**EXERCISE MATERIAL**:
****************

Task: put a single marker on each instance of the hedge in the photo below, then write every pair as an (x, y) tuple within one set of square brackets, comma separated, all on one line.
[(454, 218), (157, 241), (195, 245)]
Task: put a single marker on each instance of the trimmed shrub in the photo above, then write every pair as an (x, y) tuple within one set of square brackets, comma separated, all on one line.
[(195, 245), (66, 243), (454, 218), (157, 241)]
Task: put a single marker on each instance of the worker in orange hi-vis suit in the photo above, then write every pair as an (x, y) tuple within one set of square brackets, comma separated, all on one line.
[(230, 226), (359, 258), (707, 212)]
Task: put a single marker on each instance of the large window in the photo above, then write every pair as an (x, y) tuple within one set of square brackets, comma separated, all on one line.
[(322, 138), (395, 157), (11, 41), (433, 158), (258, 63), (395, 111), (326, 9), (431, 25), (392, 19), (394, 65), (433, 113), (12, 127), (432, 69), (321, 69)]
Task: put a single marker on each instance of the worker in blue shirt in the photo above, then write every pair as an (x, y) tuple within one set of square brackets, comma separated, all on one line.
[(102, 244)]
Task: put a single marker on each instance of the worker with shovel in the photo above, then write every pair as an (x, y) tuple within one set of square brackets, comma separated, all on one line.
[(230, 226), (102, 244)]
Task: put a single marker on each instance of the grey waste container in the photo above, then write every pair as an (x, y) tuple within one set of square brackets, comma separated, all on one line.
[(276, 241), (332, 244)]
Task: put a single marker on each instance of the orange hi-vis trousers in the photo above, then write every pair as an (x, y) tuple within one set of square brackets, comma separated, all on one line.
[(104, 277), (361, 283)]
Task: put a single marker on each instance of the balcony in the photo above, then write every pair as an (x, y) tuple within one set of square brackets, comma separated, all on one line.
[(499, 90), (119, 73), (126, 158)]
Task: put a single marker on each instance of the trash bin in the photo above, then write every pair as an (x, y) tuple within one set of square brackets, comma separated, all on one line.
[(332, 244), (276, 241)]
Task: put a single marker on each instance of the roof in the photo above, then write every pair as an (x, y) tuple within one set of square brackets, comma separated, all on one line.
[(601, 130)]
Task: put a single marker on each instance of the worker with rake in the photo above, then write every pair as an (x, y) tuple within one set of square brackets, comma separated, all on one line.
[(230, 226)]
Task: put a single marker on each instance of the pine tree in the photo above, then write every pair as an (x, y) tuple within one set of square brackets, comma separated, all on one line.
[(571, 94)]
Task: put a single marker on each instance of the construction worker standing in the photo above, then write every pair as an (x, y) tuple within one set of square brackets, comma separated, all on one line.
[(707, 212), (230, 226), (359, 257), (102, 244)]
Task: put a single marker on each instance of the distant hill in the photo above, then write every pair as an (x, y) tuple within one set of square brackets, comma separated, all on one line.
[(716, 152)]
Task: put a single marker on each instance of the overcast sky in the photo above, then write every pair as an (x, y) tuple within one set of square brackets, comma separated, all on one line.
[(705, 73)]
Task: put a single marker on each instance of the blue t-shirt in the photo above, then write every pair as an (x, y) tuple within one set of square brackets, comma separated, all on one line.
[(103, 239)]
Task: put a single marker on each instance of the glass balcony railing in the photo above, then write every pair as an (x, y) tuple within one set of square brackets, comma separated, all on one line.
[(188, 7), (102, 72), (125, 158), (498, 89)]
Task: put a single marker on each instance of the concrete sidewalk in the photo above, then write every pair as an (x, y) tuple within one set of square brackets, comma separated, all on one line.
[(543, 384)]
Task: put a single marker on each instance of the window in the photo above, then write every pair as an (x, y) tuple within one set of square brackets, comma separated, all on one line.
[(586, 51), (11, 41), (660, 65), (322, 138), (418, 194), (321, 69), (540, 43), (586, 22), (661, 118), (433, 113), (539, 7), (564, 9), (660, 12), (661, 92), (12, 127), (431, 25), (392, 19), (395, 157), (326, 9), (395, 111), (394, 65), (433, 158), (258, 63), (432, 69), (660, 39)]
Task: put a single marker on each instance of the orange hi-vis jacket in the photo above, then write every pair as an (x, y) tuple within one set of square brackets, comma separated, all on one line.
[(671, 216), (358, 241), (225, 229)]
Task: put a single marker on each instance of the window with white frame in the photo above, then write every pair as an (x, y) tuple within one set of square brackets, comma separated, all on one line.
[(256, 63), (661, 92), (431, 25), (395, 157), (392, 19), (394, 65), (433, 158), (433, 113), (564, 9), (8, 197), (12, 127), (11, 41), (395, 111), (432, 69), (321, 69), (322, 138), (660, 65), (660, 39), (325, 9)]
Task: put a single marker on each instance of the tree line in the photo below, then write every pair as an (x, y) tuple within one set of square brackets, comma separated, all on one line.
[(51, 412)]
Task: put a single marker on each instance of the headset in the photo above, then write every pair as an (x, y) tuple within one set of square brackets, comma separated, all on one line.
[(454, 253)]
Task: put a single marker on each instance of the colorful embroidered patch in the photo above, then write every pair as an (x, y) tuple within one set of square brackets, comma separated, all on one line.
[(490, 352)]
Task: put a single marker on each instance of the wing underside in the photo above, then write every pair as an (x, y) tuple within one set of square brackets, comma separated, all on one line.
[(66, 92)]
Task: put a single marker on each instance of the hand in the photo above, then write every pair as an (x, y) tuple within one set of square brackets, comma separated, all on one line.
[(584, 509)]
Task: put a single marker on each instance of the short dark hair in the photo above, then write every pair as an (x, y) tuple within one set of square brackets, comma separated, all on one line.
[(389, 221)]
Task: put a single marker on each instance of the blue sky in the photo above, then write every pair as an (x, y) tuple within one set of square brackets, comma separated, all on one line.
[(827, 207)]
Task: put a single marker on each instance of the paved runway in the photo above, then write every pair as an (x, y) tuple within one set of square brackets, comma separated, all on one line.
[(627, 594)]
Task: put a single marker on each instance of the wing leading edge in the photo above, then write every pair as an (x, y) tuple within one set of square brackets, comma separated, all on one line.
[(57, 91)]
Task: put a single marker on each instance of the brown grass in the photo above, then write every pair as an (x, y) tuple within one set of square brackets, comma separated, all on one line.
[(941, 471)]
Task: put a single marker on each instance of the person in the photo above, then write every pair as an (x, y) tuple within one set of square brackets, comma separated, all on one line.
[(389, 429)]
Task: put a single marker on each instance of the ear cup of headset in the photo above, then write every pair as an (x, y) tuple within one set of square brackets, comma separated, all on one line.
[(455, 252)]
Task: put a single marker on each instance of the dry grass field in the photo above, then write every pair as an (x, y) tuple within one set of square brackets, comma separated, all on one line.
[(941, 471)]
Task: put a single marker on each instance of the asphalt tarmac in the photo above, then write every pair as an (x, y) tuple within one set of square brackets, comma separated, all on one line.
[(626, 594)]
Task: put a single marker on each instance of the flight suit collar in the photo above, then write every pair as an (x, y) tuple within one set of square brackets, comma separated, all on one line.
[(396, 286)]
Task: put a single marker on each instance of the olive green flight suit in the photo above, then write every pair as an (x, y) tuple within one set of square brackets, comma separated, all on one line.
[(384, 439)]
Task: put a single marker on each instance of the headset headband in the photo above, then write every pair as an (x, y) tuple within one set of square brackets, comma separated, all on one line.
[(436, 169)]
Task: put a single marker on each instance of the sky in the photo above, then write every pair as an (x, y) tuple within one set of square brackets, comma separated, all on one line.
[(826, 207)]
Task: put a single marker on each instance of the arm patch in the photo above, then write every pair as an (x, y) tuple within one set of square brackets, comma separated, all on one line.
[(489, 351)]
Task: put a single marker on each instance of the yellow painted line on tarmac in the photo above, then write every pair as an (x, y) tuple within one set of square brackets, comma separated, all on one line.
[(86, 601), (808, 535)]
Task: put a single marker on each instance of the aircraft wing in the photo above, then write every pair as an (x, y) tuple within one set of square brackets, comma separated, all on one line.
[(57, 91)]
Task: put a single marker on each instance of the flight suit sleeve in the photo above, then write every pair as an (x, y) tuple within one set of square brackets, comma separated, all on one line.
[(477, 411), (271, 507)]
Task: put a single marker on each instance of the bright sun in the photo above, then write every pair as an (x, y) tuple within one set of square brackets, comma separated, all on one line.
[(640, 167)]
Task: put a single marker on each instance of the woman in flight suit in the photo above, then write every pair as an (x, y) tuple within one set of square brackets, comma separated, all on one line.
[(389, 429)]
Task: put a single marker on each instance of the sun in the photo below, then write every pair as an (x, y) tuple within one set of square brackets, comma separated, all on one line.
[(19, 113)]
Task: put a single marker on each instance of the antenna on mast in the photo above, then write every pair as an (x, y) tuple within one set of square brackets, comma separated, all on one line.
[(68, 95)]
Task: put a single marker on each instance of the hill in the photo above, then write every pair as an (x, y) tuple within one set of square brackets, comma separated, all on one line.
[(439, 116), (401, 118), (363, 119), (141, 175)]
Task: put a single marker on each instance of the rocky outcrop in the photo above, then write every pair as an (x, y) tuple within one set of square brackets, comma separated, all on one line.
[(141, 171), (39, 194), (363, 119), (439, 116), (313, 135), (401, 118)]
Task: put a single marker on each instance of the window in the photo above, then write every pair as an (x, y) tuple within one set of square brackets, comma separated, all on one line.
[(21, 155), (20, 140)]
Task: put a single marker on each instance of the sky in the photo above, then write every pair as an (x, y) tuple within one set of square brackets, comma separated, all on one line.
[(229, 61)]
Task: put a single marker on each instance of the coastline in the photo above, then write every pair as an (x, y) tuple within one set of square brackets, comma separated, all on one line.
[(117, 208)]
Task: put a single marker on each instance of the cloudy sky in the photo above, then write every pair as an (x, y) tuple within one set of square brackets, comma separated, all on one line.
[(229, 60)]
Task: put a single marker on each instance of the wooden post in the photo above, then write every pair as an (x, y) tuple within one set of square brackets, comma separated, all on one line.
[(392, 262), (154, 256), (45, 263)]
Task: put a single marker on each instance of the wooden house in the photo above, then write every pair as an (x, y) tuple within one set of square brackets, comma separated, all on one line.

****************

**THE PROBLEM**: Could you turn the records above into a numbered list, starting at the line that contains "Task: put a single marker on each instance of the trash" and stopping after the line that contains "[(332, 244), (276, 241)]", with both of those lines included and any blank lines left out?

**OUTPUT OF THE EXERCISE**:
1. Task: put a single marker on each instance of the trash bin in the photo above, then write every pair as an (x, y) tuple within one set of square brackets, comma separated, all on one line.
2. [(332, 244), (276, 241)]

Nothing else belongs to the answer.